Requirements
Show each line of the listing below that contains the string "wall". Case counts.
-- Start Supplied information --
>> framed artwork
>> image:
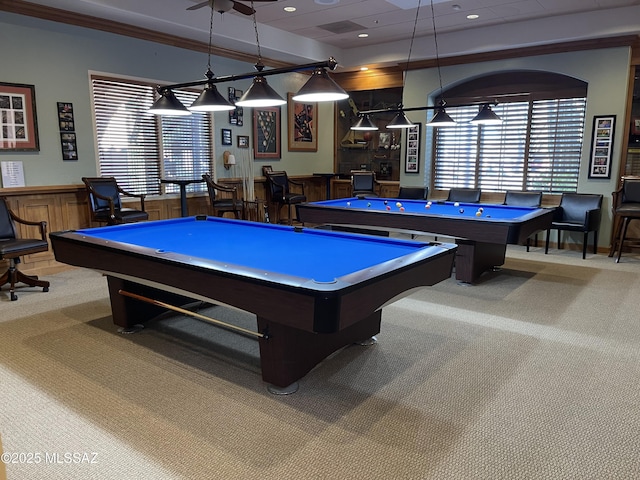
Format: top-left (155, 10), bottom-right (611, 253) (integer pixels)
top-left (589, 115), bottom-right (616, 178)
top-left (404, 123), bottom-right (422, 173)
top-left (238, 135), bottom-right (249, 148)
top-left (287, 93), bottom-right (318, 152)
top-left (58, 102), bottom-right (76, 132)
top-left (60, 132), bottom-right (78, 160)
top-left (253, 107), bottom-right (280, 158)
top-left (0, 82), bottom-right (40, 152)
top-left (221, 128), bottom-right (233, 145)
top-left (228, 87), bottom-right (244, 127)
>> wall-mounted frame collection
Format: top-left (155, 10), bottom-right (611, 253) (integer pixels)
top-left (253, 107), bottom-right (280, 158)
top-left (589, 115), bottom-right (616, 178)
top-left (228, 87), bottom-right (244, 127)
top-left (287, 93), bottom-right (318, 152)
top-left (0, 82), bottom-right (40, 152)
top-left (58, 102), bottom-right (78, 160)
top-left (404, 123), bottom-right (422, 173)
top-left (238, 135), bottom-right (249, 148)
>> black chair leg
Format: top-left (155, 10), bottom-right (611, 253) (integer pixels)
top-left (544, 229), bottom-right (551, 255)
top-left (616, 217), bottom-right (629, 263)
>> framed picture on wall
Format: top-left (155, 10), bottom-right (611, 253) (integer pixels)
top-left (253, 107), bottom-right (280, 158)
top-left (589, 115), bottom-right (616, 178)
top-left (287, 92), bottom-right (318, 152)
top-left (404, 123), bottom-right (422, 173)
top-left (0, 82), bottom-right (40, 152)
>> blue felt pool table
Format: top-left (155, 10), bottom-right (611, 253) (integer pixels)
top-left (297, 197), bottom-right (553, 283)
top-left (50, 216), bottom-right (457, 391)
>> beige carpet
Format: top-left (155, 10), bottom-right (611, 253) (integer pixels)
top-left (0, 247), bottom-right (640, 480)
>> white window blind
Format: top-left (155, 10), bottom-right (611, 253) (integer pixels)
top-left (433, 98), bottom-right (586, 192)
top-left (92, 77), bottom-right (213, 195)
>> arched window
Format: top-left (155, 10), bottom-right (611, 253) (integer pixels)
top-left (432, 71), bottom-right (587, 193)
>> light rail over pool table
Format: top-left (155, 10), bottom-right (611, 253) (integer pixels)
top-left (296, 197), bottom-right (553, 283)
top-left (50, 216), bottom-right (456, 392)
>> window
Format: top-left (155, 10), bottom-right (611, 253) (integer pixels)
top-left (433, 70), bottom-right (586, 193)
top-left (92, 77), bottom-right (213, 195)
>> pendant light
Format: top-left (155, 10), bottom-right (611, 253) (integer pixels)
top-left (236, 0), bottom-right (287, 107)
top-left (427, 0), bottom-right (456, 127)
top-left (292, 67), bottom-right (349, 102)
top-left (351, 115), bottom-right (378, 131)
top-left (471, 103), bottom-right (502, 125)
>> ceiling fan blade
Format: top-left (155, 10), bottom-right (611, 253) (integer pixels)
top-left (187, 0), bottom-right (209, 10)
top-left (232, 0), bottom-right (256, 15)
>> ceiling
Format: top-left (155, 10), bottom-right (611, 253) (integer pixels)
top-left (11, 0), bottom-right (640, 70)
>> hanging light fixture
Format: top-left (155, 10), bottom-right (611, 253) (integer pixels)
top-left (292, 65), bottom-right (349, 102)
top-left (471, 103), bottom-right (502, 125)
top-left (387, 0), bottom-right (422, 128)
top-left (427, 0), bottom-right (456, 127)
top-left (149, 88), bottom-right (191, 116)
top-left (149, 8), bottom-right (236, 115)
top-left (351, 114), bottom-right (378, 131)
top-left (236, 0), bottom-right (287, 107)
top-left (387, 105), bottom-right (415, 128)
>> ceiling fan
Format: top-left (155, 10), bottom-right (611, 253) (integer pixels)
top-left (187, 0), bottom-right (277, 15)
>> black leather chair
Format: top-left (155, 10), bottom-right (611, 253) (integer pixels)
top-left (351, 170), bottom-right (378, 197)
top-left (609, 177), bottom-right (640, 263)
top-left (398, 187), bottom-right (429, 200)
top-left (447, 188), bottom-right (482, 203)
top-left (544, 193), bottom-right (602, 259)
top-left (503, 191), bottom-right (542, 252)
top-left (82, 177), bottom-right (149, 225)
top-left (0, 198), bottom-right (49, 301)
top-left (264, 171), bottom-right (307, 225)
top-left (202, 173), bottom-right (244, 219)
-- End Supplied information --
Task output
>> wall-mounted frame collection
>> framed picture on wall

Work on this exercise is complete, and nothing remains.